**Problem details:** Rewrite the part that opens with the line containing "--target black trousers" and closes with the line containing "71 136 L 73", changing "black trousers" to "dark trousers" and leaving everything else untouched.

(Records in a dataset)
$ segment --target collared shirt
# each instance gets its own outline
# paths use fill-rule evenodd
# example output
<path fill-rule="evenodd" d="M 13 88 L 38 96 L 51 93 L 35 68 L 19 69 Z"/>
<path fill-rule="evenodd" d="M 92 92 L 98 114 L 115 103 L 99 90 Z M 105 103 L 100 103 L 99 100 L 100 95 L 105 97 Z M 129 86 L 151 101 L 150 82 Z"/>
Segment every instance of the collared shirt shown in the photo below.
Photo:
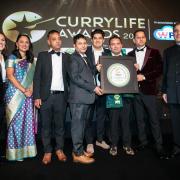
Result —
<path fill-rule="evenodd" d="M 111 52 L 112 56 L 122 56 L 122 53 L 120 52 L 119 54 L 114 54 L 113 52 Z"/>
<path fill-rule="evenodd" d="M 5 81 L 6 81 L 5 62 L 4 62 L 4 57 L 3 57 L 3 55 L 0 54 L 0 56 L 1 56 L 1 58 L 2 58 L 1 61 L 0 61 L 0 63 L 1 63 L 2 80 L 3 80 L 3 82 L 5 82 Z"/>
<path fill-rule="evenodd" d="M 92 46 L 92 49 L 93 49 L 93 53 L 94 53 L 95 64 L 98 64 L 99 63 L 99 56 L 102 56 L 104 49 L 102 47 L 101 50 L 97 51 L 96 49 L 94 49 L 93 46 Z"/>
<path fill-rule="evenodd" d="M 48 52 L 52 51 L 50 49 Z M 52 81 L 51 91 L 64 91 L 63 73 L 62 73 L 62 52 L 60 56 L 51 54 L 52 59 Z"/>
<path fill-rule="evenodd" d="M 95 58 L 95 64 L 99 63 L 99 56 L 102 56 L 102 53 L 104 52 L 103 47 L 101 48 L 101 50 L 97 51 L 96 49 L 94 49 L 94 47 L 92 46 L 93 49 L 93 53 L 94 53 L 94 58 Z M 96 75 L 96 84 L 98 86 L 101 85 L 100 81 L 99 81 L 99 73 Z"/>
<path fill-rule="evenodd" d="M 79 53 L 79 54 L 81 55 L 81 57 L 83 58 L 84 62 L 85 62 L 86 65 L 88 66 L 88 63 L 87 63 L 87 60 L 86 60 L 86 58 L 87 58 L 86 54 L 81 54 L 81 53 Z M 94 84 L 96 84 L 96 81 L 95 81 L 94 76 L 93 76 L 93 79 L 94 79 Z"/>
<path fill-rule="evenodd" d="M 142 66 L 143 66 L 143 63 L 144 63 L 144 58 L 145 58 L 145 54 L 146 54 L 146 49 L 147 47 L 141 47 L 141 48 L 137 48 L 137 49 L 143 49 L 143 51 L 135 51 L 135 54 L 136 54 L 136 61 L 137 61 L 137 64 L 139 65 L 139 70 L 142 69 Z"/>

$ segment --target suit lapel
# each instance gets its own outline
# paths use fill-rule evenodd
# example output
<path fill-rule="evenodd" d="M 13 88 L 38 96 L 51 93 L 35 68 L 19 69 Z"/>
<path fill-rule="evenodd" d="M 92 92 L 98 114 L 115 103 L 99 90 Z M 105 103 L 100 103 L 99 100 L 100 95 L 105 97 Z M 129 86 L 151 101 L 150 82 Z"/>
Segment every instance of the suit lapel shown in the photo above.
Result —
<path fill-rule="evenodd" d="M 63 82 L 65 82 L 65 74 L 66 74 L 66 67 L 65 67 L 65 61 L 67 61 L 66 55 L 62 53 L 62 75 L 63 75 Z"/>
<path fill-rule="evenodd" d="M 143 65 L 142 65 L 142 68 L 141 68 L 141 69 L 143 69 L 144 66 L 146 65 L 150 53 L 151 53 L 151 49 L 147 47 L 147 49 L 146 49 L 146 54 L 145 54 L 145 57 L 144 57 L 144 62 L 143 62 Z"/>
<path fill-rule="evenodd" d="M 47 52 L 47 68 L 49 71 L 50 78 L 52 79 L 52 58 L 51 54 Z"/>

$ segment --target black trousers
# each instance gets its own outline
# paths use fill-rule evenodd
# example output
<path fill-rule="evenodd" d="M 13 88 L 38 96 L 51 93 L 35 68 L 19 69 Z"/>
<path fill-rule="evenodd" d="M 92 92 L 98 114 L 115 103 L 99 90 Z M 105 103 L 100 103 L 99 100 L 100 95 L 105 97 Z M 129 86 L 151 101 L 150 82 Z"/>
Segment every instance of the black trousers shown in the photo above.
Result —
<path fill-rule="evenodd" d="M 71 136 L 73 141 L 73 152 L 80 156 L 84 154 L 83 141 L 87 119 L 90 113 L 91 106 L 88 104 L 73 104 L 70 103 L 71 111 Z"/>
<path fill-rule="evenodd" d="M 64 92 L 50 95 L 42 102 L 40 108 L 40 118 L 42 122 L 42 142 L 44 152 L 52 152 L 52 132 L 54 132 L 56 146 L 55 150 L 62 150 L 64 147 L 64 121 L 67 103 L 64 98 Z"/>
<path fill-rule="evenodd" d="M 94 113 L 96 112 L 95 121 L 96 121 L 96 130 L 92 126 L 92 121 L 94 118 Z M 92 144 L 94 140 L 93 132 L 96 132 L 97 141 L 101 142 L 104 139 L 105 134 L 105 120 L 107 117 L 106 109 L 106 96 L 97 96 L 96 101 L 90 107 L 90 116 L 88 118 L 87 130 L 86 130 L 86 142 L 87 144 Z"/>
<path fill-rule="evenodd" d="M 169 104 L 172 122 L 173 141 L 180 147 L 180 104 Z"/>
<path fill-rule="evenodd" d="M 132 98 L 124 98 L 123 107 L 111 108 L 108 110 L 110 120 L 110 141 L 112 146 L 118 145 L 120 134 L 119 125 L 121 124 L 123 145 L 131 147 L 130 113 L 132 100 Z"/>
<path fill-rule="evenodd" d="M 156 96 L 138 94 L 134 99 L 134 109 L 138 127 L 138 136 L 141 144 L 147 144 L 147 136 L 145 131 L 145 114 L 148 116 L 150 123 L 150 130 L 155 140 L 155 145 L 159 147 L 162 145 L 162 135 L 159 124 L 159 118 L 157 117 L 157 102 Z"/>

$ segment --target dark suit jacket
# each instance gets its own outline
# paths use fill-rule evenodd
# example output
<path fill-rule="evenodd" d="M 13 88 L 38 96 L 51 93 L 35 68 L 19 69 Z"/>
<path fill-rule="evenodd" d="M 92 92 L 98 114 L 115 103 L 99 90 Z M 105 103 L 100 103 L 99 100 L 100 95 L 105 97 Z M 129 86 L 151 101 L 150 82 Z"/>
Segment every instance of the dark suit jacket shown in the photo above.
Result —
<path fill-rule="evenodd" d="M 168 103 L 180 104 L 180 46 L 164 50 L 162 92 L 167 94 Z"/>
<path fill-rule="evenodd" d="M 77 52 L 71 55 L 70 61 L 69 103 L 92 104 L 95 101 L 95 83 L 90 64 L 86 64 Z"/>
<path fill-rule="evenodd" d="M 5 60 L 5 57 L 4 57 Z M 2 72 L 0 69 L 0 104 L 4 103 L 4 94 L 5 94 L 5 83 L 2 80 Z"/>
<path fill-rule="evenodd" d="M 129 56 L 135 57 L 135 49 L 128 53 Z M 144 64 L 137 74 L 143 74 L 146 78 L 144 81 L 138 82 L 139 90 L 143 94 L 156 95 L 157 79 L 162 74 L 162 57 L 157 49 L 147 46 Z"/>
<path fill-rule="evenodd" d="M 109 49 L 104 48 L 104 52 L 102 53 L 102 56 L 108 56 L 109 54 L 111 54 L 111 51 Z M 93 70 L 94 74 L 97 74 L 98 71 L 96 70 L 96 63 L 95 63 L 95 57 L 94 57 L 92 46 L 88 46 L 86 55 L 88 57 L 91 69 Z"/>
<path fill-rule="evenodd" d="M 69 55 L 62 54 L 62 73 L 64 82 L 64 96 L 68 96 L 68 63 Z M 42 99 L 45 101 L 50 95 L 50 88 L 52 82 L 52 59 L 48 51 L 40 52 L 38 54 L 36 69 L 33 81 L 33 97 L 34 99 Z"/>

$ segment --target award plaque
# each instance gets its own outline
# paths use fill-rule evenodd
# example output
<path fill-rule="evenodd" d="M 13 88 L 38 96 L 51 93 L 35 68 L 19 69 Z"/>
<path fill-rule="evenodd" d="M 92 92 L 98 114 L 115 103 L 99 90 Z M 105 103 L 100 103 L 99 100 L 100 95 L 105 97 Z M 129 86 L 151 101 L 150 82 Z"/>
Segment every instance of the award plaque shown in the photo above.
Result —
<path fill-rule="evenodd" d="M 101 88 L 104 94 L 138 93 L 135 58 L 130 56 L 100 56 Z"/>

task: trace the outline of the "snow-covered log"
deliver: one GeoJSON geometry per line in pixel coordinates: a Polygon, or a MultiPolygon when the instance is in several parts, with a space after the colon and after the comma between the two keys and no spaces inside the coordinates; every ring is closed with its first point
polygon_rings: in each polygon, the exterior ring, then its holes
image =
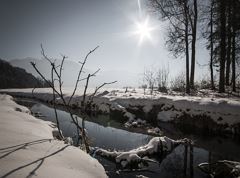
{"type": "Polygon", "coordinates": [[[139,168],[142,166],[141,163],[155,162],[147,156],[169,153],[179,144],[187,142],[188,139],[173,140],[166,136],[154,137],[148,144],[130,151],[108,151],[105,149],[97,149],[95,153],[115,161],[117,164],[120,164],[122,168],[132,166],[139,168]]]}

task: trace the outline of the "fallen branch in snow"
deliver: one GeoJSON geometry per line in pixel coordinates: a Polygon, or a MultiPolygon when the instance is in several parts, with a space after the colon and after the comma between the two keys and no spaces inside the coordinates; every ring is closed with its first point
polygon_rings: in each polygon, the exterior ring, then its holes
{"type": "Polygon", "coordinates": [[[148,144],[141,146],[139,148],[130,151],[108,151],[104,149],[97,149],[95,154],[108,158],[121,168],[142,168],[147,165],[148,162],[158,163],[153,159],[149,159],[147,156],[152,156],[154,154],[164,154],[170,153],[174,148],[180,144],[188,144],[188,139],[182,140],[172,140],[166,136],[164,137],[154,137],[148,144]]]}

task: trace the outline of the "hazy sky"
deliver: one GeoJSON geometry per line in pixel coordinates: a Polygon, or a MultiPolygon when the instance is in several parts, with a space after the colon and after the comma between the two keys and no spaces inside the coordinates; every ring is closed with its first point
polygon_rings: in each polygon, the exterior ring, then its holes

**Solution:**
$ segment --target dark trousers
# each instance gets its own outline
# paths use fill-rule evenodd
# example output
<path fill-rule="evenodd" d="M 13 88 L 38 96 L 51 93 L 35 68 L 19 69 Z"/>
<path fill-rule="evenodd" d="M 92 92 L 98 114 L 115 103 L 99 90 Z M 105 103 L 100 103 L 99 100 L 100 95 L 105 97 Z M 129 86 L 151 101 L 150 82 Z"/>
Segment every instance of the dark trousers shown in the photo above.
Result —
<path fill-rule="evenodd" d="M 71 136 L 73 141 L 73 152 L 80 156 L 84 154 L 83 141 L 87 119 L 90 113 L 91 106 L 88 104 L 73 104 L 70 103 L 71 111 Z"/>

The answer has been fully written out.